This invention relates to rubber polymerases in substantially pure form and methods for their production and use in the in vitro synthesis of natural rubber, particularly high molecular weight natural rubber.
Natural rubber is found in thousands of plants from various families. Several fungi have also been reported to synthesize natural rubber. Most plants and all of the fungi contain very little rubber, and the molecular weight of the rubber is too low for the rubber to be of commercial value.
The two sources of natural rubber that have been used commercially are Hevea brasiliensis and Parthenium argentatum (guayule). H. brasiliensis is the dominant source of natural rubber. Guayule was a commercial source of natural rubber in the first part of this century, providing 10% of the world supply in 1910. During World War II, when the United States' supply of natural rubber from Southeast Asia was cut off, a large-scale planting of guayule was conducted by the U.S. Forest Service as part of the Emergency Rubber Project. When the war was over, the low price and high availability of H. brasiliensis rubber made guayule an unattractive source of natural rubber. The dominance of H. brasiliensis continues today. However, recent economic and political trends encourage the development of alternative sources of high molecular weight natural rubber. One of these sources is in vitro synthesis.
The pathway of rubber biosynthesis in H. brasiliensis is well established and has been reviewed by Archer and Audley, Advances in Enzymology, 29: 221-257, 1967 and Lynen, J. Rubber Res. Inst. Malaya, 21(4): 389-406, 1969. The final step in the biosynthesis of rubber is catalyzed by the enzyme rubber polymerase, which is found in the latex. This enzyme catalyzes the polymerization of isopentenyl pyrohosphate (IPP) onto an allylic pyrophosphate to make rubber with the production of inorganic pyrophosphate. The enzyme has also been called rubber transferase or cis-1,4-polyisoprene pyrophosphate: isopentenyl pyrophosphate cis-1,4-polyisoprenyl transferase. It is a member of the group of enzymes called prenyltransferases, which polymerize IPP to different chain lengths and stereochemical configurations. The term "rubber polymerase" will be used herein to describe the enzyme.
In H. brasiliensis latex, the enzyme is mainly associated with rubber particles, but it is also found free in solution, Archer and Audley, supra. The synthesis of rubber takes place on the surface of the rubber particles, Lynen, supra. Even though studies of rubber polymerase have been carried out in a number of laboratories (Archer and Audley, supra; Lynen, supra; Archer and Cockbain, Methods in Enzymology, 15: 476-481, 1969), successful production of rubber polymerase from H. brasiliensis or any other source in substantially pure form has not been achieved prior to the present invention.

*ASSIGNED TASK 1:* In the passage on natural rubber, what share of the world supply did guayule provide in 1910?
*ASSIGNED TASK 2:* Reproduce the passage on natural rubber word for word, starting with "The pathway of" and going on through "describe the enzyme.".
*ASSIGNED TASK 3:* Resume the passage on natural rubber, picking up after its final sentence.
The data has no connection to the passage on natural rubber.

*INFORMATION SHOWN:*
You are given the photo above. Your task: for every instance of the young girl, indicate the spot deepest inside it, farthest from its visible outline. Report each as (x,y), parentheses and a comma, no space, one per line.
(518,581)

*TASK RESPONSE 1:* Guayule provided 10% of the world supply in 1910.

*TASK RESPONSE 2:*
The pathway of rubber biosynthesis in H. brasiliensis is well established and has been reviewed by Archer and Audley, Advances in Enzymology, 29: 221-257, 1967 and Lynen, J. Rubber Res. Inst. Malaya, 21(4): 389-406, 1969. The final step in the biosynthesis of rubber is catalyzed by the enzyme rubber polymerase, which is found in the latex. This enzyme catalyzes the polymerization of isopentenyl pyrohosphate (IPP) onto an allylic pyrophosphate to make rubber with the production of inorganic pyrophosphate. The enzyme has also been called rubber transferase or cis-1,4-polyisoprene pyrophosphate: isopentenyl pyrophosphate cis-1,4-polyisoprenyl transferase. It is a member of the group of enzymes called prenyltransferases, which polymerize IPP to different chain lengths and stereochemical configurations. The term "rubber polymerase" will be used herein to describe the enzyme.

*TASK RESPONSE 3:*
Rubber polymerase in substantially pure form will have several applications that will be very important for the rubber industry. The enzyme, either immobilized or free in solution, could be used to produce natural rubber in vitro. This would allow the production of the rubber without the use of H. brasiliensis latex and at locations near factories where the rubber is processed into finished articles, such as tires. In addition, natural rubber made in vitro may even be superior to natural rubber produced from H. brasiliensis latex because the conditions for making natural rubber in vitro could be controlled so as to produce natural rubber of higher purity or having other desirable chemical or physical properties. For example, the in vitro rubber would be more uniform and would also be substantially free of proteins and lipids that can interfere with certain applications of natural rubber.
Another important application would to prepare antibodies to the substantially pure rubber polymerase. Such antibodies could be used to develop a screening method for plants and other organisms to determine the amount of rubber polymerase in such organisms.
In still another important application, the purified enzyme could be sequenced and, using the sequence of the enzyme, the rubber polymerase gene or a probe for the gene could be synthesized. Once the gene for the enzyme was identified, the ability to produce natural rubber could be introduced into other organisms. Finally, once more is known about the sequence and structure of the enzyme, site directed mutagensis could be used to produce a rubber polymerase with altered catalytic properties. This would allow more control over the biosynthesis of natural rubber in vivo and in vitro.